Roychaudhuri, Robin | University of Maryland School of Medicine

Education and Training

Graduate Education and Training

1998 - 2003 Ph.D., Biochemistry, University of Nebraska-Lincoln, Thesis : “Structural Stability and Refolding of the Soybean Kunitz Trypsin Inhibitor”

Post Doctoral Training

2003 - 2006 Postdoctoral Fellowship, Harvard Medical School.

2006 - 2008 Postdoctoral Fellowship, UCLA School of Medicine.

Highlighted Publications

Robin Roychaudhuri. Altered Lipid Landscapes Provide a Molecular Perspective on Schizophrenia. Journal of Psychiatry and Brain Science. Nov 2025.https://doi.org/10.20900/jpbs.20250016

Robin Roychaudhuri, Timothy West, Soumyaroop Bhattacharya, Harry Saavedra, Hangnoh Lee, Moataz Gadalla, Lauren Albacarys, Mario Amzel, Peixin Yang, and Solomon H. Snyder. Mammalian D-cysteine controls insulin secretion in the pancreas. Molecular Metabolism. Dec 2024.

Isis Nem Oliveira de Souza, Robin Roychaudhuri, Jacqueline de Belleroche and Jean-Pierre Mothet. D-amino acids: a new pathway for clinical intervention in brain diseases. Trends in Molecular Medicine. 2023. Dec 29 (12):1014-1028.

Robin Roychaudhuri, Hasti Atashi, and Solomon H. Snyder. Serine Racemase mediates adult SVZ neurogenesis in mice via fatty acid metabolism. Stem Cell Reports. 2023; Jul 11;18(7):1482-1499.

Robin Roychaudhuri, Moataz M. Gadalla, Timothy West and Solomon H. Snyder. A Novel Stereospecific Bioluminescent Assay for the Detection of Endogenous D-Cysteine. ACS Chem Neuroscience 2022; Dec 7;13(23);3257-3262. “Editor’s choice Article”.

Evan Semenza, Maged Harraz, Efrat Abramson, Adarsha Malla, Chirag Vasavda, Moataz Gadalla, Michael Kornberg, Solomon Snyder and ^#Robin Roychaudhuri. D-cysteine is an endogenous regulator of neural progenitor cell dynamics in the mammalian brain. Proc.Natl.Acad. of Sci. USA. 2021; 118 (39).

→ **SET OF TASKS**:
1: Name every journal in which a publication under the faculty profile's Highlighted Publications heading appeared.
2: Carry on the faculty profile from its last entry.

→ **MATERIAL SUPPLIED**:
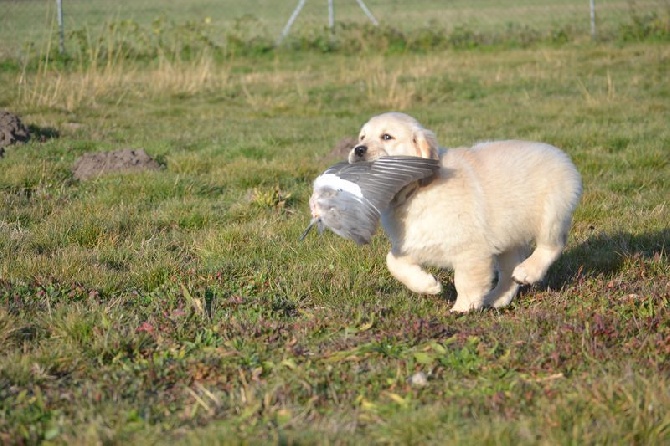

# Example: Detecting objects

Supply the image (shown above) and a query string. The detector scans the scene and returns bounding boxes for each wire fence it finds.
[0,0,670,58]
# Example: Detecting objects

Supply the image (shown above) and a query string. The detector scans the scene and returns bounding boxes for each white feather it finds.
[314,173,363,199]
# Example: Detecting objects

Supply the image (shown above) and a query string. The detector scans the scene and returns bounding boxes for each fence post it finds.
[589,0,598,40]
[56,0,65,54]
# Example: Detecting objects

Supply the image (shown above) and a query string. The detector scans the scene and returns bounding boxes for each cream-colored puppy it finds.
[349,112,582,312]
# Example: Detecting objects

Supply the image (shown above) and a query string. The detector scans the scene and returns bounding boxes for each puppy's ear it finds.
[412,127,439,159]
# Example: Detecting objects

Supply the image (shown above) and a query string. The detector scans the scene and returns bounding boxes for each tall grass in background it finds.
[7,5,670,110]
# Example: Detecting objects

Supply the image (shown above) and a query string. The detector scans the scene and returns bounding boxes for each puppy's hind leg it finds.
[512,214,571,284]
[386,252,442,294]
[485,247,528,308]
[451,257,494,313]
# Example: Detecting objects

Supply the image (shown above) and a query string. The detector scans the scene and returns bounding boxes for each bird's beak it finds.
[299,217,319,241]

→ **ANSWERS IN ORDER**:
1:
Journal of Psychiatry and Brain Science
Molecular Metabolism
Trends in Molecular Medicine
Stem Cell Reports
ACS Chem Neuroscience
Proc.Natl.Acad. of Sci. USA

2:
Additional Publication Citations

Robin Roychaudhuri and Solomon Snyder. Mammalian D-cysteine regulating neural progenitor cell proliferation. BioEssays. 2022; Vol 44; Issue 7. [Invited review].

Robin Roychaudhuri. Serine Racemase: A Tale of Two Stereoisomers D-Cysteine and D-Serine. ASEAN J. Psychiatry. 2022; Vol. 23 (S2); July; Pg 1-4.

Robin Roychaudhuri. Mammalian D-Cysteine: A new addition to the growing family of biologically relevant D-amino acids. Chirality 2023; Mar 8; doi:10.1002/chir.23555.

Research Interests

Chirality is one of nature’s most elegant paradoxes: two molecules, identical in composition yet mirror images of each other, can behave in profoundly different ways—like right and left hands that never quite align. How such subtle structural differences give rise to distinct biological functions remains one of science’s most intriguing unanswered questions.

Long considered a feature limited to invertebrates, chiral stereoisomers of amino acids are now emerging as powerful and unexpected players in mammalian biology. D-amino acids, once overlooked, are proving to be highly active—serving as potent regulators of NMDA and other receptors and influencing critical processes in the brain and endocrine systems.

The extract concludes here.